> Your task
Will you scale the stretch of records from the line containing "Locate the eagle's eye" through the end of the records, reproducing every line with the requests included? Multiply each bounding-box coordinate in the answers by 0.4 and round to whole numbers with halves going up, leaving the requests and their format samples unchanged.

> Coordinate annotation records
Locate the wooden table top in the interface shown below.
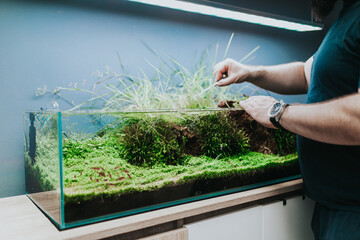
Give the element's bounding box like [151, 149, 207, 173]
[0, 179, 302, 240]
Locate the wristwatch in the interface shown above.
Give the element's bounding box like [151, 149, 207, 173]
[268, 100, 289, 129]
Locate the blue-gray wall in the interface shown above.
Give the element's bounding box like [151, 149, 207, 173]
[0, 0, 340, 197]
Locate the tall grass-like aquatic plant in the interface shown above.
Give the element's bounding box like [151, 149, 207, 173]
[36, 34, 259, 111]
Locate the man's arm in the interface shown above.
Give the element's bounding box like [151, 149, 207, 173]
[214, 59, 308, 94]
[240, 92, 360, 145]
[280, 89, 360, 145]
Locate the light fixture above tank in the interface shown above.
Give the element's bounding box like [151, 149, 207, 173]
[128, 0, 323, 32]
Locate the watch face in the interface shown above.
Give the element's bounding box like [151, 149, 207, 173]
[269, 102, 281, 117]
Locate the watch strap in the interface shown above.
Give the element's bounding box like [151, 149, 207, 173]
[270, 101, 289, 129]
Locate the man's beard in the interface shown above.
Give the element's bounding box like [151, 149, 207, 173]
[310, 0, 337, 21]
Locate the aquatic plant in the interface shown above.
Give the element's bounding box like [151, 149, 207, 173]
[270, 129, 296, 155]
[36, 34, 260, 111]
[187, 112, 248, 158]
[118, 116, 187, 166]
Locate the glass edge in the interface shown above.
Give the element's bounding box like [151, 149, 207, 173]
[60, 174, 301, 230]
[57, 112, 65, 226]
[24, 107, 243, 116]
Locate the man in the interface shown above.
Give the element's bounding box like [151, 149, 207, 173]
[214, 0, 360, 240]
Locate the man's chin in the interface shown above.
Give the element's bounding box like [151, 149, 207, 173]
[310, 0, 337, 21]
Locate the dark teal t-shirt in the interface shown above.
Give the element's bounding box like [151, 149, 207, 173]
[298, 0, 360, 212]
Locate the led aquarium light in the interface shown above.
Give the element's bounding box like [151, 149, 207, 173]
[128, 0, 323, 32]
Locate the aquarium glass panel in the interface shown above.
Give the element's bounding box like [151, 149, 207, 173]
[24, 112, 62, 226]
[25, 109, 299, 229]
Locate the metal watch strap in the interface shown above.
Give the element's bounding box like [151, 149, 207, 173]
[270, 101, 289, 129]
[270, 117, 284, 129]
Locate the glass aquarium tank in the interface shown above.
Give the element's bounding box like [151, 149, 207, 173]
[24, 108, 300, 229]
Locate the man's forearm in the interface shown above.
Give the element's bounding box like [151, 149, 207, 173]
[247, 62, 308, 94]
[280, 94, 360, 145]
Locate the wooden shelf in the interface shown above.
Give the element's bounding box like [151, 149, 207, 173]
[0, 179, 302, 240]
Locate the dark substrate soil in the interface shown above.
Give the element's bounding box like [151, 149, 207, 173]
[65, 162, 300, 223]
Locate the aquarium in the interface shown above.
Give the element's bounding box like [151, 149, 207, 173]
[24, 108, 299, 229]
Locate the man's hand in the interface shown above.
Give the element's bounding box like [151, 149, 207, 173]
[239, 96, 277, 128]
[214, 58, 250, 87]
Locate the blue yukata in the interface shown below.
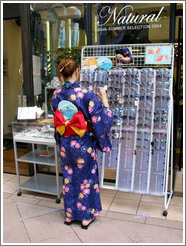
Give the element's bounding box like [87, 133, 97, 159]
[52, 82, 113, 221]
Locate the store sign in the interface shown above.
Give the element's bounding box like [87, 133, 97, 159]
[98, 5, 164, 31]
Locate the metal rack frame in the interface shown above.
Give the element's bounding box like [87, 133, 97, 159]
[13, 136, 62, 203]
[81, 43, 174, 216]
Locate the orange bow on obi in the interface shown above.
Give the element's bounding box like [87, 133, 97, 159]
[54, 109, 88, 137]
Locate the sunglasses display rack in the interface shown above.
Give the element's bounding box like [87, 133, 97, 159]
[82, 44, 174, 216]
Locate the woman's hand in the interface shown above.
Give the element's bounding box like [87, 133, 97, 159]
[97, 87, 109, 107]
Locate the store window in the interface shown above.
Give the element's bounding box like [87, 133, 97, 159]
[30, 3, 87, 117]
[92, 3, 170, 45]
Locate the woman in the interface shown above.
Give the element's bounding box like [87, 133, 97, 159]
[52, 58, 113, 229]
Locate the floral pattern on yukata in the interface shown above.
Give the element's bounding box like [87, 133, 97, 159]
[52, 82, 113, 221]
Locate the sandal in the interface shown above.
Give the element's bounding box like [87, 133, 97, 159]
[64, 220, 74, 225]
[81, 217, 95, 230]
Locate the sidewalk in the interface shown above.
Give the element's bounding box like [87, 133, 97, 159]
[3, 173, 184, 244]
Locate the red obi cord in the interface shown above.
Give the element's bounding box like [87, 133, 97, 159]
[54, 109, 89, 137]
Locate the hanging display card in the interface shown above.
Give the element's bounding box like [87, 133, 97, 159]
[145, 46, 171, 64]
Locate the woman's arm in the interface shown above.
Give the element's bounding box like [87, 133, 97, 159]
[97, 87, 109, 108]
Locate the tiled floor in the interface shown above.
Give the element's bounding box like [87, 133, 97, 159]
[3, 173, 184, 244]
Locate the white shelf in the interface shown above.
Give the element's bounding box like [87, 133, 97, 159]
[20, 175, 62, 195]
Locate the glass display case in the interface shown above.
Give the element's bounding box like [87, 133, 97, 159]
[12, 119, 62, 203]
[12, 119, 55, 144]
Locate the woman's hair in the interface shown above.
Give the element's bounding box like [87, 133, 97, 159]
[57, 58, 79, 82]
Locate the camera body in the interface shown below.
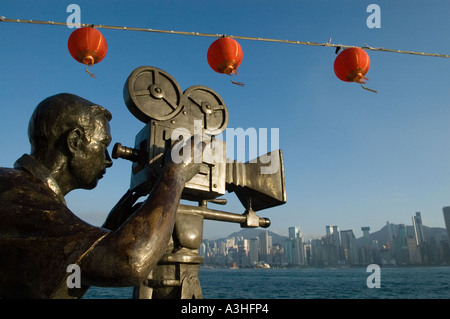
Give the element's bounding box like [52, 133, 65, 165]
[113, 66, 286, 212]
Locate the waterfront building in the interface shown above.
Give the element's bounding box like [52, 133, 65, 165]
[442, 206, 450, 244]
[248, 237, 259, 266]
[412, 212, 425, 246]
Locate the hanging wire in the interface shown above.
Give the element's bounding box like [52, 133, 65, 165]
[0, 17, 450, 58]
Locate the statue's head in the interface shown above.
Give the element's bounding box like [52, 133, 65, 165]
[28, 93, 112, 189]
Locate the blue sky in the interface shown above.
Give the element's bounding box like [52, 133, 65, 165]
[0, 0, 450, 238]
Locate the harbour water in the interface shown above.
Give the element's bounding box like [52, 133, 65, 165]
[84, 267, 450, 299]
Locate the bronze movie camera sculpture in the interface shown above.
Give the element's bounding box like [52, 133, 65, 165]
[112, 66, 286, 299]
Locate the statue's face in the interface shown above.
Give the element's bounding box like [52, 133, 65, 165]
[70, 116, 112, 189]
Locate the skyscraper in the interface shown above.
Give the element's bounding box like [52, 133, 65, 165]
[259, 230, 272, 261]
[412, 212, 425, 246]
[288, 226, 302, 238]
[248, 237, 259, 266]
[361, 227, 371, 246]
[442, 206, 450, 245]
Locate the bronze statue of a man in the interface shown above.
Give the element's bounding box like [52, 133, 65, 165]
[0, 93, 201, 298]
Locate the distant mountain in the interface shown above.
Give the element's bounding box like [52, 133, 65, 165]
[357, 224, 447, 244]
[215, 224, 447, 246]
[216, 228, 288, 245]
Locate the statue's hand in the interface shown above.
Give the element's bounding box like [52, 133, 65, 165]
[165, 136, 205, 182]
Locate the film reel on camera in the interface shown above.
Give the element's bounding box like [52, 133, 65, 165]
[123, 66, 183, 123]
[183, 85, 228, 135]
[123, 66, 228, 135]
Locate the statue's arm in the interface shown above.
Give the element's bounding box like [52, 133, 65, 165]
[80, 140, 199, 286]
[102, 190, 140, 230]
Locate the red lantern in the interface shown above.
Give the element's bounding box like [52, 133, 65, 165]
[67, 27, 108, 66]
[334, 48, 370, 84]
[207, 37, 244, 75]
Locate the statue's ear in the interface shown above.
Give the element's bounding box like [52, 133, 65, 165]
[67, 128, 84, 154]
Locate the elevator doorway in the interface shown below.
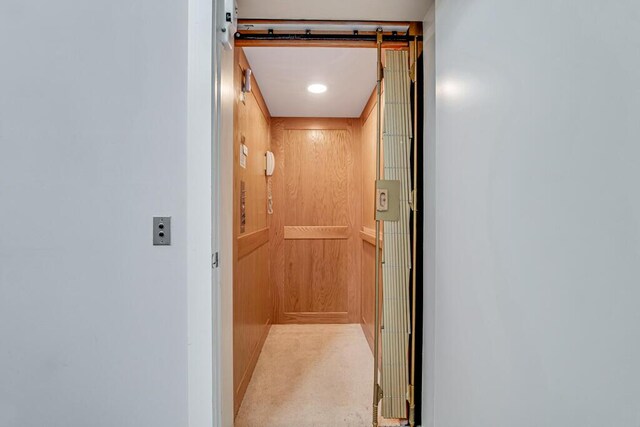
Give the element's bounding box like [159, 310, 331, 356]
[228, 21, 422, 427]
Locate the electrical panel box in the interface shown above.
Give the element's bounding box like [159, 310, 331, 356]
[375, 179, 400, 221]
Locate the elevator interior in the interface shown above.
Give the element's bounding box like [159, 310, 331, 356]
[233, 23, 424, 425]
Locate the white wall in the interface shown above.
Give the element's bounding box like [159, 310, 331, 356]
[432, 0, 640, 427]
[0, 0, 211, 427]
[421, 4, 437, 427]
[238, 0, 434, 21]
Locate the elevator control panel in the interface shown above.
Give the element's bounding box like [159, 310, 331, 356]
[240, 181, 247, 233]
[153, 216, 171, 246]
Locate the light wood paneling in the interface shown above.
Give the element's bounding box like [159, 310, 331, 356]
[284, 225, 351, 240]
[271, 118, 362, 323]
[233, 49, 273, 412]
[238, 228, 269, 259]
[361, 238, 382, 351]
[359, 87, 384, 351]
[233, 245, 272, 412]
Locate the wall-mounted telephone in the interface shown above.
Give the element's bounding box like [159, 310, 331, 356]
[264, 151, 276, 176]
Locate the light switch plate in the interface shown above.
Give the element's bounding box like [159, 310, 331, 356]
[375, 179, 400, 221]
[153, 216, 171, 246]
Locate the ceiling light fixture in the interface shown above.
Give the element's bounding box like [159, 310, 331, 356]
[307, 83, 327, 93]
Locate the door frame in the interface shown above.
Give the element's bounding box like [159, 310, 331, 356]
[212, 16, 428, 427]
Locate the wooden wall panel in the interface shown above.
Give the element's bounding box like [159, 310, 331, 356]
[233, 244, 272, 412]
[271, 118, 362, 323]
[359, 90, 384, 351]
[233, 49, 273, 412]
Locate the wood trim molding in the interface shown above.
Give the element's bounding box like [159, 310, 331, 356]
[282, 117, 359, 132]
[284, 225, 351, 240]
[279, 311, 350, 324]
[238, 227, 269, 259]
[360, 227, 382, 249]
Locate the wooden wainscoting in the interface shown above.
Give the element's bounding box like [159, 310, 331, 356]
[270, 118, 362, 323]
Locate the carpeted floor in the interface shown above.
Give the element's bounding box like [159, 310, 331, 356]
[235, 325, 397, 427]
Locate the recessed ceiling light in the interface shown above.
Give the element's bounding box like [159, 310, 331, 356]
[307, 83, 327, 93]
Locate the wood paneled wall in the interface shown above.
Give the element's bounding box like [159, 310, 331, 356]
[233, 48, 273, 413]
[270, 118, 362, 323]
[360, 90, 384, 351]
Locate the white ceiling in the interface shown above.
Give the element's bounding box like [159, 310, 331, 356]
[238, 0, 433, 21]
[243, 47, 377, 117]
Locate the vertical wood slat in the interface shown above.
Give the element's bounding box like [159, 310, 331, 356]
[381, 51, 412, 418]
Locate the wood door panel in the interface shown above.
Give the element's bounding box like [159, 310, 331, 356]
[271, 119, 362, 323]
[284, 240, 349, 313]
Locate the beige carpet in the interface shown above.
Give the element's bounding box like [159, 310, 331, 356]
[235, 325, 397, 427]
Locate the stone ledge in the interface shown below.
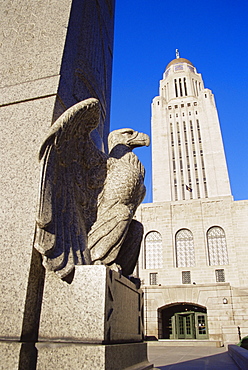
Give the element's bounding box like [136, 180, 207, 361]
[39, 265, 143, 344]
[0, 342, 153, 370]
[228, 344, 248, 369]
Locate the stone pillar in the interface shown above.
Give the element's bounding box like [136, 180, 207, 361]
[0, 0, 114, 369]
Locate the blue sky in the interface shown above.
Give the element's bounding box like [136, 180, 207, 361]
[111, 0, 248, 202]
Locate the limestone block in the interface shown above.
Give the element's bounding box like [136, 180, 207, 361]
[39, 265, 143, 343]
[36, 343, 153, 370]
[0, 0, 72, 87]
[0, 96, 55, 338]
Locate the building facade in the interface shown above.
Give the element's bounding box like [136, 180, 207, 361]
[137, 55, 248, 343]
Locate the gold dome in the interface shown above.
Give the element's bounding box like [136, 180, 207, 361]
[165, 58, 194, 70]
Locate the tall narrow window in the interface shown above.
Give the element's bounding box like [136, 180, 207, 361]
[215, 269, 226, 283]
[207, 226, 228, 266]
[183, 77, 188, 96]
[174, 79, 178, 97]
[179, 78, 183, 96]
[176, 229, 195, 267]
[150, 272, 158, 285]
[182, 271, 191, 284]
[145, 231, 163, 269]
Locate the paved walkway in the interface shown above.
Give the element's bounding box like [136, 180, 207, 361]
[148, 343, 239, 370]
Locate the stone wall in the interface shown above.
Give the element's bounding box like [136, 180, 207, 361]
[0, 0, 114, 346]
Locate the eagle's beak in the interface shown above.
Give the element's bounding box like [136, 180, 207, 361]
[128, 132, 150, 148]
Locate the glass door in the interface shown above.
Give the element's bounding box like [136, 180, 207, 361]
[195, 313, 208, 339]
[175, 312, 195, 339]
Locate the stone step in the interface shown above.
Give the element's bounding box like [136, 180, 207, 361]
[147, 339, 223, 348]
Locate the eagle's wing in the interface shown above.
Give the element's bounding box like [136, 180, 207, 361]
[88, 153, 145, 264]
[34, 98, 107, 277]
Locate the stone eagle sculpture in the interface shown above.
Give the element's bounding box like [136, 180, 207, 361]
[34, 98, 149, 278]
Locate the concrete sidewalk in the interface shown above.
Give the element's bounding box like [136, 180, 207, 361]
[148, 342, 240, 370]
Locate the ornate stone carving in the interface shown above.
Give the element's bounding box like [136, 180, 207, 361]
[34, 98, 149, 278]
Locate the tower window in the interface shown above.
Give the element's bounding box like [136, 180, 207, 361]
[182, 271, 191, 284]
[174, 79, 178, 97]
[179, 78, 183, 96]
[183, 77, 188, 96]
[215, 269, 225, 283]
[145, 231, 163, 269]
[176, 229, 195, 267]
[150, 272, 158, 285]
[207, 226, 228, 266]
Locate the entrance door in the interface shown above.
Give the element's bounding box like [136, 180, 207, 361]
[175, 312, 195, 339]
[195, 312, 208, 339]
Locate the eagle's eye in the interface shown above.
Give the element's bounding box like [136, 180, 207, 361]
[123, 130, 133, 136]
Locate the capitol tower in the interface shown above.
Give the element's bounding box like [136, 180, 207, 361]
[137, 51, 248, 346]
[152, 51, 231, 202]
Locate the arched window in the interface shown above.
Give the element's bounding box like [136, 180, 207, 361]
[145, 231, 163, 269]
[176, 229, 195, 267]
[207, 226, 228, 266]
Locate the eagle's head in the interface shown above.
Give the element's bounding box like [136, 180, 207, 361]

> The response
Locate the eagle's eye in the interface shown above.
Give the element's bounding box like [136, 180, 207, 361]
[49, 52, 53, 54]
Locate the capitol tower in the interface shown above.
Give the element's bounding box like [136, 180, 207, 361]
[55, 20, 99, 138]
[61, 20, 92, 81]
Locate the arched window in the interface shown above.
Give the element's bounding box like [136, 180, 207, 361]
[58, 92, 65, 108]
[70, 92, 78, 107]
[83, 90, 91, 106]
Locate the eagle's head in the interface shown above.
Give the element's bounding box like [136, 180, 207, 361]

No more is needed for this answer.